**** Exercise passage

A solution of nitric acid and alcohol, Nital, is used for etching of metals to reveal the microstructure.
Commercially available aqueous blends of 5-30% nitric acid and 15-40% phosphoric acid are commonly used for cleaning food and dairy equipment primarily to remove precipitated calcium and magnesium compounds (either deposited from the process stream or resulting from the use of hard water during production and cleaning).
Nitric acid is also used in explosives, and is one of the key components of Nitroglycerin and RDX.
Digestion
In elemental analysis by ICP-MS, ICP-AES, GFAA, and Flame AA, dilute nitric acid (0.5 to 5.0 %) is used as a matrix compound for determining metal traces in solutions. Ultrapure acid is required for such determination, because small amounts of metal ions could affect the result of the analysis.
Woodworking
In a low concentration (approximately 10%), nitric acid is often used to artificially age pine and maple. The color produced is a grey-gold very much like very old wax or oil finished wood (wood finishing).

********
**** Supplied data

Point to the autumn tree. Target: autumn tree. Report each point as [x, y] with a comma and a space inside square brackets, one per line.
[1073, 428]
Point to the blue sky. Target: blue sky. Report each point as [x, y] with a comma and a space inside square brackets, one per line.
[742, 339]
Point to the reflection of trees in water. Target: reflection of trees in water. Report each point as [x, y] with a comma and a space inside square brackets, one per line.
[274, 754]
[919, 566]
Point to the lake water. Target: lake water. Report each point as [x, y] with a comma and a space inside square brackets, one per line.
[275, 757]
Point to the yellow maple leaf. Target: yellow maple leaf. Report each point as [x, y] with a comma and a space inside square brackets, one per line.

********

Work to be completed
In the passage on nitric acid, rewrite the paragraph beginning "In elemental analysis by ICP-MS" as a short bulleted list, keeping its main facts. The lines above are not needed here.

Result of the exercise
- In elemental analysis by ICP-MS, ICP-AES, GFAA, and Flame AA, dilute nitric acid (0.5 to 5.0%) serves as a matrix compound.
- It is used to determine metal traces in solutions.
- Ultrapure acid is required because small amounts of metal ions could affect the result.